About this exercise:
Every line of the material below must be repeated exactly.

__________

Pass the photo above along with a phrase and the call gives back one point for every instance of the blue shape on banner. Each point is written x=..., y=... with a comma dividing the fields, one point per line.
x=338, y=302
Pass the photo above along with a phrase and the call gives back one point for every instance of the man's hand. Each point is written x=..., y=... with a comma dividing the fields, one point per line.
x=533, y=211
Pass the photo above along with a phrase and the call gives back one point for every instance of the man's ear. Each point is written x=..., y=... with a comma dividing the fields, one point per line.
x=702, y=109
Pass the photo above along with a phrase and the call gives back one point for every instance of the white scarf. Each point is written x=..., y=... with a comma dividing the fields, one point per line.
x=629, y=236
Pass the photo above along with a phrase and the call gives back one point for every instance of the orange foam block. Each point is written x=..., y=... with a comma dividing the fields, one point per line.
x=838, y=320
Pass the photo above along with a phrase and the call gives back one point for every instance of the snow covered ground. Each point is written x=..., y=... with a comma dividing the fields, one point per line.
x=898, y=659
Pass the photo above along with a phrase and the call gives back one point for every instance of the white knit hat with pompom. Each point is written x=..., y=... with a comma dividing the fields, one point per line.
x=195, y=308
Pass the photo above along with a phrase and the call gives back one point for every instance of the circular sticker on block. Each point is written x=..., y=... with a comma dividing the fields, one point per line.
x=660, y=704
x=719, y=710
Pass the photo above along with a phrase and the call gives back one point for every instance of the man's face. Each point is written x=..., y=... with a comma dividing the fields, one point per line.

__________

Problem solution:
Pass the photo above along with a phrase and the call gives back one point for every instance of the blue shape on banner. Each point is written x=..., y=... with a comma dividing the fields, one point per line.
x=338, y=302
Pass the photo above along with a phrase and the call gives back one point for every instance of the man's hand. Each point is written x=..., y=... with a comma dividing the fields, one point per line.
x=533, y=211
Pass the photo above along with a phrase and the call gives back one point for every instance of the man's ear. Each point is written x=..., y=... with a comma dividing the fields, one point per line.
x=702, y=109
Pass the photo above along with a phrase and the call gives back one point for every instance of the white scarf. Each point is written x=..., y=... with a comma dividing the fields, one point per line.
x=629, y=236
Pass the photo above along with a phrase and the call gives back one point for every instance of the orange foam block. Each point is written x=..., y=... with a comma dividing the fields, one point per line.
x=838, y=320
Pass the photo above along with a phrase and the call gives back one point for every instance of the snow covered ground. Each point is written x=..., y=... with a comma dividing the fields, one point per line.
x=898, y=659
Pass the photo above along with a phrase and the call gives back one point for every instance of the white knit hat with pompom. Each point is written x=..., y=... with a comma dividing the fields, one point per line.
x=195, y=308
Pass the photo above along with a phrase and the call gives back one point for every instance of the circular sticker on block. Each point is written x=..., y=... with a comma dividing the fields, one point per line.
x=660, y=704
x=719, y=710
Pass the photo above along with a phrase and the call gives back one point for every instance of the man's face. Each point is written x=..., y=... with a comma dividing the fields, one point per line.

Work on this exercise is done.